> [REQUIREMENT] Reproduce the records below with "give the coordinates" replaced by "report the coordinates" throughout and nothing else changed. Leave the pictures out of your version.

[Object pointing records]
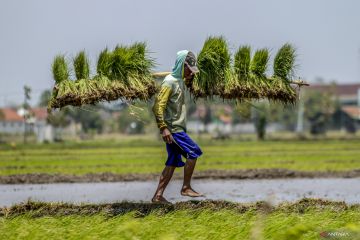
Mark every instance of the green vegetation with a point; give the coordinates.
(60, 69)
(81, 66)
(243, 77)
(148, 156)
(306, 219)
(123, 73)
(214, 64)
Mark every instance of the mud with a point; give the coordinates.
(241, 191)
(39, 209)
(208, 174)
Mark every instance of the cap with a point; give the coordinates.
(190, 61)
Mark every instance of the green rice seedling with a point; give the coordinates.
(284, 65)
(214, 64)
(81, 66)
(259, 62)
(284, 62)
(103, 67)
(258, 67)
(60, 69)
(242, 62)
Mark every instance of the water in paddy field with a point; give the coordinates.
(243, 191)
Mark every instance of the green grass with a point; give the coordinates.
(144, 156)
(303, 220)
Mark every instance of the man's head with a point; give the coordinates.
(190, 67)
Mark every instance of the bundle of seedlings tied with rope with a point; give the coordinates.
(122, 73)
(246, 77)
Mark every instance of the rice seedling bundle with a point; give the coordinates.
(246, 78)
(123, 73)
(215, 68)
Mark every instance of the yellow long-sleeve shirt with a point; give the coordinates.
(169, 107)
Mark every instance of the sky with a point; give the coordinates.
(326, 34)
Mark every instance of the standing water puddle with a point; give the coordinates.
(244, 191)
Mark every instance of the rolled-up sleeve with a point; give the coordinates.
(160, 105)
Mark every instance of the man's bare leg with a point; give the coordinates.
(186, 189)
(163, 182)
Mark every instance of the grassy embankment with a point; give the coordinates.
(306, 219)
(143, 156)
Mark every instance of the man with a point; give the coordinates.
(170, 115)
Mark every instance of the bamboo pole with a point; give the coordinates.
(297, 82)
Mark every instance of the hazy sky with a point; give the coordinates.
(325, 32)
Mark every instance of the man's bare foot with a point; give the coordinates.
(159, 199)
(190, 193)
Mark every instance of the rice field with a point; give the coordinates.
(149, 156)
(306, 219)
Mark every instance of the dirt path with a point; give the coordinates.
(243, 191)
(208, 174)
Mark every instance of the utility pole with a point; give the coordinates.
(27, 91)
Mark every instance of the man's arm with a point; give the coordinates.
(159, 108)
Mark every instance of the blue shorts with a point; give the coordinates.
(184, 146)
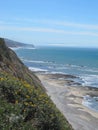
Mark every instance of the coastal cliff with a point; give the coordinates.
(10, 63)
(23, 101)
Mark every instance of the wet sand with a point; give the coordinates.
(68, 97)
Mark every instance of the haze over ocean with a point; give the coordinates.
(81, 62)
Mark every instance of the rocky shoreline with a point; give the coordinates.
(68, 96)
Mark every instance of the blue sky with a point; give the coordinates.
(50, 22)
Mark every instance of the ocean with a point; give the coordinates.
(80, 62)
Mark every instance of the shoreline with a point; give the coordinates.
(68, 97)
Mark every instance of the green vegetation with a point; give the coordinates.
(24, 107)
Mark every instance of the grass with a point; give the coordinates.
(24, 107)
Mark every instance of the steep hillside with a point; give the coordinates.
(11, 43)
(24, 105)
(10, 63)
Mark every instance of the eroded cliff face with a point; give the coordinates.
(10, 63)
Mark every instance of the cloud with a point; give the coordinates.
(47, 30)
(60, 23)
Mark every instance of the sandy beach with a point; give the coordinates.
(68, 97)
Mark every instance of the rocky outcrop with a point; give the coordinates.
(10, 63)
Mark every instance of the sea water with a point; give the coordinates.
(80, 62)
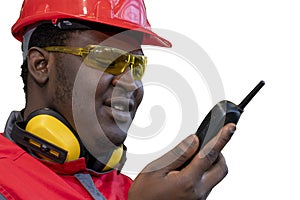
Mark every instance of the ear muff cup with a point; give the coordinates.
(48, 134)
(53, 128)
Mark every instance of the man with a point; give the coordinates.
(82, 71)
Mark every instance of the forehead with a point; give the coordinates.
(126, 40)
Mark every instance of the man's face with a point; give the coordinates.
(100, 106)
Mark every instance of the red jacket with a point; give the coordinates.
(24, 177)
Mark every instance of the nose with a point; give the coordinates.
(126, 81)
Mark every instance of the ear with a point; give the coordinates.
(38, 64)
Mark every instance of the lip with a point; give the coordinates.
(120, 108)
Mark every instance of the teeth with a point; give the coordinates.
(119, 107)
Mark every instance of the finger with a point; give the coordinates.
(214, 175)
(208, 155)
(175, 158)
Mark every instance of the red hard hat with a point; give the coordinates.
(128, 14)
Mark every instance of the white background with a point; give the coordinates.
(248, 41)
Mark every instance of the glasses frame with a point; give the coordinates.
(132, 60)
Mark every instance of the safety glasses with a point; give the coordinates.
(108, 59)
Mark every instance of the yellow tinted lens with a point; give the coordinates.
(114, 61)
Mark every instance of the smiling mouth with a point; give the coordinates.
(121, 108)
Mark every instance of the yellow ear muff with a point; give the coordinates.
(54, 131)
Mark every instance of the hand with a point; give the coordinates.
(161, 179)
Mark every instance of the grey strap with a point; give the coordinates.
(87, 182)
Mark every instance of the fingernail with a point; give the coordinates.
(191, 141)
(232, 129)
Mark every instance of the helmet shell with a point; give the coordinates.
(128, 14)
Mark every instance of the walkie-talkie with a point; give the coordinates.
(221, 114)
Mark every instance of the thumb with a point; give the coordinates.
(176, 157)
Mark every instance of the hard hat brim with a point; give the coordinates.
(150, 38)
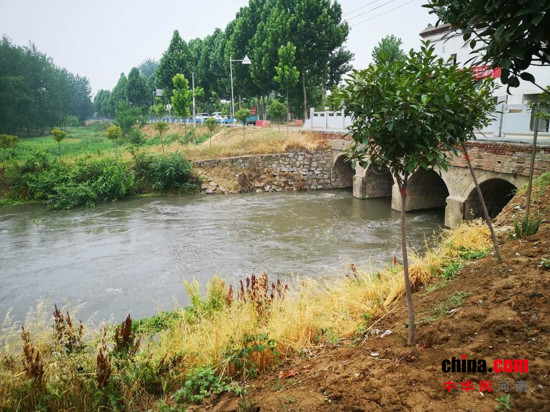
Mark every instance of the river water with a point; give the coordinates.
(133, 255)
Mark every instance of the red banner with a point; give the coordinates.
(482, 72)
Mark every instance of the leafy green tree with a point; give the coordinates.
(58, 135)
(388, 49)
(161, 127)
(127, 117)
(242, 115)
(174, 60)
(511, 34)
(411, 115)
(114, 133)
(7, 141)
(136, 89)
(277, 111)
(148, 67)
(287, 74)
(181, 95)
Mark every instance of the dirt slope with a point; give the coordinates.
(488, 312)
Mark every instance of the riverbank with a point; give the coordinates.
(231, 335)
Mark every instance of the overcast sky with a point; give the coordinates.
(100, 39)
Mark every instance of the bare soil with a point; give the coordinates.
(489, 311)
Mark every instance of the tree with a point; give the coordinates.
(181, 95)
(7, 141)
(136, 89)
(241, 115)
(388, 49)
(511, 34)
(287, 74)
(114, 133)
(161, 127)
(175, 60)
(411, 115)
(277, 111)
(58, 136)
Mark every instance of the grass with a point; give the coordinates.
(225, 337)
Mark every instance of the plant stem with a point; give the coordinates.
(531, 170)
(483, 205)
(408, 293)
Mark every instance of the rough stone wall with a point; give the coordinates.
(313, 169)
(505, 158)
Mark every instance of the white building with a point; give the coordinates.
(513, 117)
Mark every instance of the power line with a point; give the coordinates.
(362, 7)
(381, 14)
(368, 11)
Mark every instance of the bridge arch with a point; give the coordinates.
(342, 173)
(497, 192)
(426, 189)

> [SOLUTION TO THIS TASK]
Mark every instance of the green vegetation with a point; report the coordinates.
(60, 69)
(81, 66)
(243, 77)
(148, 156)
(306, 219)
(123, 73)
(214, 64)
Mark every instance of the mud with a point; report the coordinates.
(241, 191)
(39, 209)
(208, 174)
Mark every instance of the cap with a point; report the coordinates.
(190, 61)
Mark every instance of the green rice seedling with a point; report the coordinates.
(284, 65)
(214, 64)
(81, 66)
(259, 62)
(284, 62)
(103, 67)
(258, 67)
(60, 69)
(242, 62)
Mark every instance of the water in paddy field with a point; report the coordinates.
(243, 191)
Mark every instance of the green grass with a point; report the coordinates.
(144, 156)
(303, 220)
Mark every instance of the man's head with a point; report the coordinates.
(190, 67)
Mark every instance of the bundle of seedlings tied with rope with a point; report the coordinates.
(122, 73)
(246, 77)
Mark every instance of the rice seedling bundle with a point; report the coordinates.
(246, 78)
(123, 73)
(215, 68)
Mark every instance of the yellow long-sleeve shirt with a point; report the coordinates.
(169, 107)
Mark every instance of the sky with a point; report the coordinates.
(326, 34)
Mark every instance of the standing water puddle with a point; report the coordinates.
(244, 191)
Mark every instance of the rolled-up sleeve with a point; report the coordinates.
(160, 105)
Mark every instance of the man's bare leg with a point; report the coordinates.
(186, 189)
(163, 182)
Mark every instance of the grassy embankment with a point; report the coordinates.
(306, 219)
(143, 156)
Mark every instance of the man with a point; report the coordinates.
(170, 115)
Mark every instance of the bamboo pole with a point; report the coordinates.
(297, 82)
Mark every instance of the hazy sky with a point; report the coordinates.
(325, 32)
Mark every instance of the man's bare foot with a point; report the coordinates.
(159, 199)
(190, 193)
Mark every instance of the rice field with a point; report the coordinates.
(149, 156)
(306, 219)
Mark every instance of the dirt path with a point; report the coordinates.
(243, 191)
(208, 174)
Mark every instance of the utility pole with a point; report the coordinates.
(27, 91)
Mark every instance of the man's arm with a point; report the coordinates.
(159, 108)
Mark every instance of the blue shorts with a point; report the coordinates.
(184, 146)
Mark every instance of the coastal cliff with a point; report the coordinates.
(10, 63)
(23, 101)
Mark every instance of the wet sand with a point; report the coordinates.
(68, 97)
Mark every instance of the haze over ocean with a point; report the coordinates.
(81, 62)
Mark every instance of the rocky shoreline with a point; report the coordinates.
(68, 96)
Mark every instance of the blue sky with a point; report the coordinates.
(50, 22)
Mark every instance of the ocean with a point; report the coordinates.
(80, 62)
Mark every instance of the shoreline with a point; report the coordinates.
(68, 97)
Mark every instance of the green vegetation with a point; report the coordinates.
(24, 107)
Mark every instance of the grass with a point; report the coordinates.
(24, 107)
Mark every instance of the steep hillside with a point; report the coordinates.
(11, 43)
(24, 105)
(10, 63)
Mark every instance of the eroded cliff face with a point; report the coordinates.
(10, 63)
Mark every instance of the cloud with a point; report the coordinates.
(47, 30)
(60, 23)
Mark every instance of the sandy beach with a point; report the coordinates.
(68, 97)
Mark every instance of the rocky outcrop with a point; report the coordinates.
(10, 63)
Mark every instance of the sea water with a point; report the coordinates.
(80, 62)
Mark every instance of the ear muff cup with a point; report the coordinates.
(48, 134)
(53, 128)
Mark every instance of the man with a point; report the coordinates.
(82, 71)
Mark every instance of the forehead with a point; report the coordinates.
(126, 40)
Mark every instance of the man's face with a point; report the coordinates.
(100, 106)
Mark every instance of the red jacket with a point; report the coordinates.
(24, 177)
Mark every instance of the nose with a point; report the coordinates.
(126, 81)
Mark every instance of the ear with a point; report the coordinates.
(38, 64)
Mark every instance of the lip with a point; report the coordinates.
(120, 108)
Mark every instance of the teeth with a point; report the coordinates.
(119, 107)
Mark every instance of the finger with a point; report the coordinates.
(214, 175)
(208, 155)
(175, 158)
Mark every instance of the red hard hat with a point; report the coordinates.
(128, 14)
Mark every instance of the white background with a point; report the coordinates.
(248, 41)
Mark every instance of the glasses frame with a point; report the coordinates.
(132, 60)
Mark every instance of the safety glasses with a point; report the coordinates.
(108, 59)
Mark every instance of the yellow tinted lens with a point; report the coordinates.
(114, 61)
Mark every instance of the smiling mouth with a point; report the coordinates.
(121, 108)
Mark every instance of the yellow ear muff with a point; report the coordinates.
(54, 131)
Mark every instance of the hand with a point; report the coordinates.
(161, 179)
Mark every instance of the grey strap with a point; report the coordinates.
(87, 182)
Mark every instance of the fingernail with a point; report the coordinates.
(191, 141)
(232, 129)
Mark every instance of the helmet shell with a point; report the coordinates.
(128, 14)
Mark every instance of the walkie-talkie with a point; report the coordinates.
(221, 114)
Mark every instance of the thumb with a point; report the coordinates.
(176, 157)
Mark every instance of the hard hat brim with a point; report the coordinates.
(150, 38)
Mark every instance of the river water with a point; report the coordinates.
(133, 255)
Mark every instance of the red banner with a point; report the coordinates.
(482, 72)
Mark every instance of the leafy green tree with a point; report the coordinates.
(58, 135)
(388, 49)
(161, 127)
(127, 117)
(242, 115)
(174, 60)
(511, 34)
(411, 115)
(114, 133)
(7, 141)
(136, 89)
(277, 111)
(148, 67)
(287, 74)
(181, 95)
Mark every instance of the dirt slope with a point; report the coordinates.
(488, 312)
Mark every instance of the riverbank with a point; report the coordinates.
(231, 335)
Mark every instance of the overcast sky with a point; report the coordinates.
(100, 39)
Mark every instance of the bare soil with a point; report the coordinates.
(489, 311)
Mark every instance of the tree with a point; report the coordinates.
(181, 95)
(7, 141)
(136, 89)
(241, 115)
(388, 49)
(511, 34)
(287, 74)
(114, 133)
(161, 127)
(175, 60)
(411, 115)
(277, 111)
(58, 136)
Mark every instance of the grass with a point; report the coordinates.
(225, 337)
Mark every instance of the plant stem with a point; report the coordinates.
(531, 170)
(483, 205)
(408, 293)
Mark every instance of the rough stone wall with a point; report the coordinates.
(313, 169)
(505, 158)
Mark every instance of the white building with a point; report the coordinates.
(513, 117)
Mark every instance of the power line with a point; report the coordinates.
(362, 7)
(381, 14)
(368, 11)
Mark every instance of the bridge arch with a point; report the coordinates.
(342, 173)
(497, 192)
(426, 189)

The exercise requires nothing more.